§ **What is being asked**
Nothing may be dropped or altered: reproduce all the data.

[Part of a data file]
-.-.-
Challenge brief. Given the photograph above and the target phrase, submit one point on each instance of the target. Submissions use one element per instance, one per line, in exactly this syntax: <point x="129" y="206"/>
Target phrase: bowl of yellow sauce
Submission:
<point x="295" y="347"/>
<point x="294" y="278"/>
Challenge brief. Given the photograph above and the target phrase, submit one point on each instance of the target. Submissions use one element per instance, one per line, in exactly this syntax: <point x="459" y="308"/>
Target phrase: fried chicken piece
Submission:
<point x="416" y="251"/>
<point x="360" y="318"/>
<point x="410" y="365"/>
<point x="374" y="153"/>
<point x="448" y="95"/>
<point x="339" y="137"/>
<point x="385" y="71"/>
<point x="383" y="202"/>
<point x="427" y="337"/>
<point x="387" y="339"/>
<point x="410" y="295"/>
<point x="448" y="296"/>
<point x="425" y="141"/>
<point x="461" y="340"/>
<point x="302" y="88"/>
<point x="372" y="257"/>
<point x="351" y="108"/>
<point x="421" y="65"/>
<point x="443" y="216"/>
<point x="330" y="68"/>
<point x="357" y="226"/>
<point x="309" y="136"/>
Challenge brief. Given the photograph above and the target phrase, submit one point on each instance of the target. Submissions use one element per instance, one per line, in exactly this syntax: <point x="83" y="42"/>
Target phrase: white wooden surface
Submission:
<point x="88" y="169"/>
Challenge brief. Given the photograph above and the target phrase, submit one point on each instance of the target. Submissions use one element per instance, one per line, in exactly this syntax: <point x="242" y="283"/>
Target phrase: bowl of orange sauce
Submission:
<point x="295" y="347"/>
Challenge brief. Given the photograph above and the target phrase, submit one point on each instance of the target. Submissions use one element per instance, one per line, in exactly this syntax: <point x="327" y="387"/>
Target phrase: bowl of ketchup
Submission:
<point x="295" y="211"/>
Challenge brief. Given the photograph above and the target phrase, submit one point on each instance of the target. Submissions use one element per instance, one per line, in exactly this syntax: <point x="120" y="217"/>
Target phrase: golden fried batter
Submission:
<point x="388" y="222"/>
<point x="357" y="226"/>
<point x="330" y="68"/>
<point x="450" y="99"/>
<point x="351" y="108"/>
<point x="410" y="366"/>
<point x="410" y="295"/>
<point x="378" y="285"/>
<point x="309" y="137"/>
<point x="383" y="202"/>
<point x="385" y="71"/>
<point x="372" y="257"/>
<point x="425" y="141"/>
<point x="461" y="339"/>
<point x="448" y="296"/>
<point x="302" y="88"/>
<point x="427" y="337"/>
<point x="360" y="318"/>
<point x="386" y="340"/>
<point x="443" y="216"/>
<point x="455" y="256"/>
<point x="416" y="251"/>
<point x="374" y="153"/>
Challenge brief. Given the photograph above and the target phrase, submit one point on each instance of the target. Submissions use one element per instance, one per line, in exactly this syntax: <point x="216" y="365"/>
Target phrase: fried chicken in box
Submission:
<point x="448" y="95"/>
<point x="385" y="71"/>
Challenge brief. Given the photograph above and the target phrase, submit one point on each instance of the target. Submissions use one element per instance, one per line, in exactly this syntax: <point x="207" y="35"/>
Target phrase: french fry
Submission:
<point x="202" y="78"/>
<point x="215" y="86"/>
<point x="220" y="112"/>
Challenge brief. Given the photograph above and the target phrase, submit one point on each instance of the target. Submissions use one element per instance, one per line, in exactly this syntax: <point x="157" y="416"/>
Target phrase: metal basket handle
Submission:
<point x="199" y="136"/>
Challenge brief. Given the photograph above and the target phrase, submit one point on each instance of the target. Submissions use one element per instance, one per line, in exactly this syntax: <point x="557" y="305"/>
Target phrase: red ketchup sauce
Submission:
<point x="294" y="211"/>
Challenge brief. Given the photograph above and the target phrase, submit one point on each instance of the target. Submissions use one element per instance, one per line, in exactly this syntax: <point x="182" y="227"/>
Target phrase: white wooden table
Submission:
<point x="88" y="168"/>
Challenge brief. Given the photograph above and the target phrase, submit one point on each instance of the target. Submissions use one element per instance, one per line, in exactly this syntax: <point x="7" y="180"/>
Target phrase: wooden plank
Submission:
-.-.-
§ **Worked answer**
Challenge brief. Given the photograph above and the target phrase, submit one point on each instance of the target. Submissions use one element per instance, one per line, in exactly this syntax: <point x="129" y="206"/>
Target phrase: bowl of yellow sauce
Submission:
<point x="295" y="347"/>
<point x="294" y="278"/>
Challenge brief. Given the photograph above and the target phrase, submit one point on each instance of the target. Submissions use one element per instance, one per line, in exactly this syntax: <point x="459" y="308"/>
Target phrase: fried chicken piece
Submission:
<point x="416" y="251"/>
<point x="360" y="318"/>
<point x="410" y="365"/>
<point x="374" y="153"/>
<point x="448" y="95"/>
<point x="339" y="137"/>
<point x="385" y="71"/>
<point x="383" y="202"/>
<point x="427" y="337"/>
<point x="387" y="339"/>
<point x="410" y="295"/>
<point x="448" y="296"/>
<point x="425" y="141"/>
<point x="461" y="340"/>
<point x="302" y="88"/>
<point x="372" y="257"/>
<point x="351" y="108"/>
<point x="421" y="65"/>
<point x="443" y="216"/>
<point x="330" y="68"/>
<point x="357" y="226"/>
<point x="309" y="136"/>
Challenge brief. Given the photograph above and the target phrase, submit one point on each instance of the target. Submissions use one element per instance, one per line, in exactly this syntax: <point x="83" y="42"/>
Target phrase: white wooden surface
Submission:
<point x="88" y="169"/>
Challenge brief. Given the photograph above and the target phrase, submit one point on each instance of the target. Submissions use one element per instance, one per line, in exactly this syntax: <point x="242" y="283"/>
Target phrase: bowl of orange sauce
Submission:
<point x="295" y="347"/>
Challenge brief. Given the photograph above and the target phrase, submit one point on each instance of the target. Submissions use one element per instance, one per line, in exactly this syntax: <point x="327" y="387"/>
Target phrase: bowl of ketchup
Submission:
<point x="295" y="211"/>
Challenge brief. Given the photograph above and the target phrase, submit one point on each instance of the target. Submissions use one element per instance, one per line, in exactly this syntax: <point x="120" y="217"/>
Target phrase: golden fried batter
Submission:
<point x="388" y="222"/>
<point x="357" y="226"/>
<point x="330" y="68"/>
<point x="450" y="99"/>
<point x="351" y="108"/>
<point x="410" y="366"/>
<point x="410" y="295"/>
<point x="378" y="285"/>
<point x="309" y="137"/>
<point x="383" y="202"/>
<point x="385" y="71"/>
<point x="372" y="257"/>
<point x="425" y="141"/>
<point x="461" y="339"/>
<point x="448" y="296"/>
<point x="302" y="88"/>
<point x="427" y="337"/>
<point x="360" y="318"/>
<point x="386" y="340"/>
<point x="443" y="216"/>
<point x="455" y="256"/>
<point x="416" y="251"/>
<point x="374" y="153"/>
Challenge brief. Given the photograph above and the target phrase, submit one point on each instance of the target. Submissions use one element per instance, one per line, in exactly this syntax: <point x="216" y="365"/>
Target phrase: fried chicken in box
Submission:
<point x="448" y="95"/>
<point x="385" y="71"/>
Challenge brief. Given the photograph above and the target phrase, submit one point on each instance of the target. Submissions use one element per instance, one per line, in exactly this syntax: <point x="207" y="35"/>
Target phrase: french fry
Submission:
<point x="202" y="78"/>
<point x="215" y="86"/>
<point x="220" y="112"/>
Challenge brief. Given the photograph above and the target phrase, submit one point on each instance of the target. Submissions use one element per instance, one per line, in exactly this syntax: <point x="157" y="416"/>
Target phrase: metal basket handle
Submission:
<point x="199" y="136"/>
Challenge brief. Given the photograph above and the target phrase, submit one point on each instance of the target. Submissions use one element per instance, one per line, in exactly this syntax: <point x="557" y="305"/>
Target phrase: red ketchup sauce
Submission:
<point x="294" y="211"/>
Challenge brief. Given the photograph above and the target phrase, submit one point on each instance of the target. Submissions use one element per instance, one per line, in exactly this syntax: <point x="182" y="227"/>
Target phrase: white wooden table
Submission:
<point x="88" y="168"/>
Challenge brief. Given the photograph above and the target phrase, submit one point on each instance of the target. Submissions use one element per instance, one per line, in exactly this syntax: <point x="7" y="180"/>
Target phrase: wooden plank
Submission:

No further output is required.